======== PASSAGE
OpenAI GPT-4 – large multimodal model

0
804

#OpenAI has just released #GPT-4, their latest model. Being multimodal it can process text and image. That makes things very interesting. Once you can process text/image (not sure if they process video/audio), it opens up a variety of problems to solve using vast amounts of useful data. It makes the models bigger, better and so do the results. There are limitations and lot of caveats but the current capabilities are quite good. Wonder what can be achieved in the next few years.

The speed at which new #NLP language, #deeplearning, #reinforcementlearning models are being released is amazing. I expect #Google, #Facebook, others to keep the competitive improvement cycles going. Will be interesting to see how we can apply these models to different industry problems. Eventually what we are getting close to is #AGI, human like ability to process all possible types of information for better decision making with the benefit of access to vast amounts of data and training.

The paper will make for some interesting and heavy weekend reading!

“GPT-4 is a large multimodal model (accepting image and text inputs, emitting text outputs) that, while less capable than humans in many real-world scenarios, exhibits human-level performance on various professional and academic benchmarks. For example, it passes a simulated bar exam with a score around the top 10% of test takers; in contrast, GPT-3.5’s score was around the bottom 10%.”

https://openai.com/research/gpt-4

“GPT-4 is a Transformer-style model pre-trained to predict the next token in a document, using both publicly available data (such as internet data) and data licensed from third-party providers. The model was then fine-tuned using Reinforcement Learning from Human Feedback (RLHF).”

https://cdn.openai.com/papers/gpt-4.pdf
================
======== DATASET CONTENT
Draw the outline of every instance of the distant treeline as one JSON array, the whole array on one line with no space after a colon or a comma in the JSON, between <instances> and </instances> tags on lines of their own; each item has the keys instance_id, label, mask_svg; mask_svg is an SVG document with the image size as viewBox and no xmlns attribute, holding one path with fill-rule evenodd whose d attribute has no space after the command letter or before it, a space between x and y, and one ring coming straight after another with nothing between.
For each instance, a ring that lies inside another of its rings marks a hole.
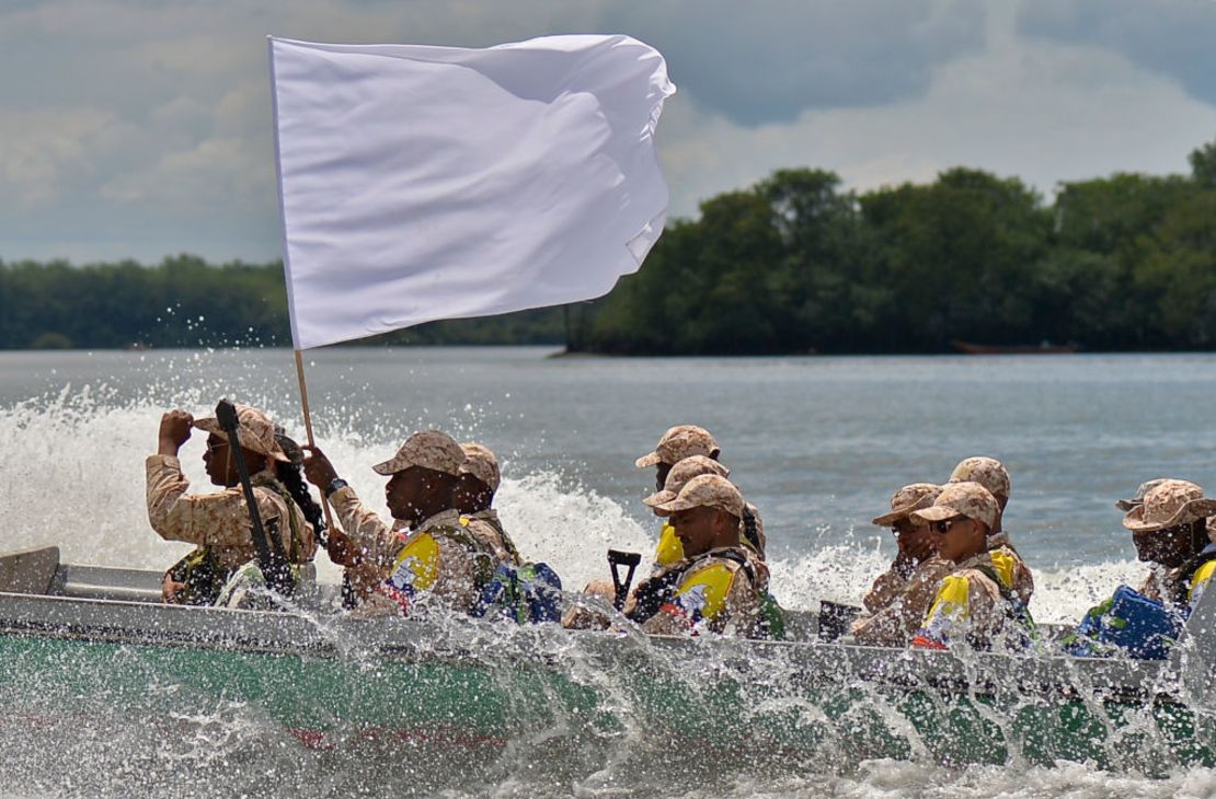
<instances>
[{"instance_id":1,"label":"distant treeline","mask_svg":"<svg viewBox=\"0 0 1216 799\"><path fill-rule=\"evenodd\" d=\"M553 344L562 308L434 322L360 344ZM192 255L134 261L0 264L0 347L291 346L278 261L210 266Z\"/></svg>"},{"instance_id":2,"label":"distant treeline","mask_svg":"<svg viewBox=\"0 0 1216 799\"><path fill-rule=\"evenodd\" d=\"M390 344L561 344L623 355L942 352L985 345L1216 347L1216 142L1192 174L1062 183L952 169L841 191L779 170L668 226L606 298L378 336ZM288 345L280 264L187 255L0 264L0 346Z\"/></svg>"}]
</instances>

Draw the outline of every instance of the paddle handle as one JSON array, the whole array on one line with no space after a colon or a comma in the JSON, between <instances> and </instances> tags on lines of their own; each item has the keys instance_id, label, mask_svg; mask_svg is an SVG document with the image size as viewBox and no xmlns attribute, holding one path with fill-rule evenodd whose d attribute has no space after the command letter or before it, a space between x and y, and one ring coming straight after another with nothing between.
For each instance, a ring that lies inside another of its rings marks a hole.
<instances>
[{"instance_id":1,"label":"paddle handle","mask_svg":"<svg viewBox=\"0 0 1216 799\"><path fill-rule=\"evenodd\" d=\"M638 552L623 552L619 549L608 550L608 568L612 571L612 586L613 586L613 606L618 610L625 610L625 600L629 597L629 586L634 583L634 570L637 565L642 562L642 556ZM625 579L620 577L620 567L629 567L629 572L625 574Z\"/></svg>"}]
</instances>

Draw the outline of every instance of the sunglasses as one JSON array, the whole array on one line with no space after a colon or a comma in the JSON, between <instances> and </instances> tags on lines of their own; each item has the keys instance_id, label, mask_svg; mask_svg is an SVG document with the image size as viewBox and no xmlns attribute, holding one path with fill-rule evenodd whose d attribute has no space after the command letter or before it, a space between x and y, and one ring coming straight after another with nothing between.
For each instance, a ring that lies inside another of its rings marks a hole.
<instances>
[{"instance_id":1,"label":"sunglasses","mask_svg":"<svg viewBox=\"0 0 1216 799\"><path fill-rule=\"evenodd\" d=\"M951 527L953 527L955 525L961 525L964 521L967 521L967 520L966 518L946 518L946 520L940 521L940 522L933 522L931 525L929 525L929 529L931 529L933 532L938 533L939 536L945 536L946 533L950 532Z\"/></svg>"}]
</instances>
================
▶ [THE PROBLEM]
Repeat the GPT-4 post word for word, everything from "#OpenAI has just" down to "next few years.". The items have no role here.

▶ [SOLUTION BELOW]
#OpenAI has just released #GPT-4, their latest model. Being multimodal it can process text and image. That makes things very interesting. Once you can process text/image (not sure if they process video/audio), it opens up a variety of problems to solve using vast amounts of useful data. It makes the models bigger, better and so do the results. There are limitations and lot of caveats but the current capabilities are quite good. Wonder what can be achieved in the next few years.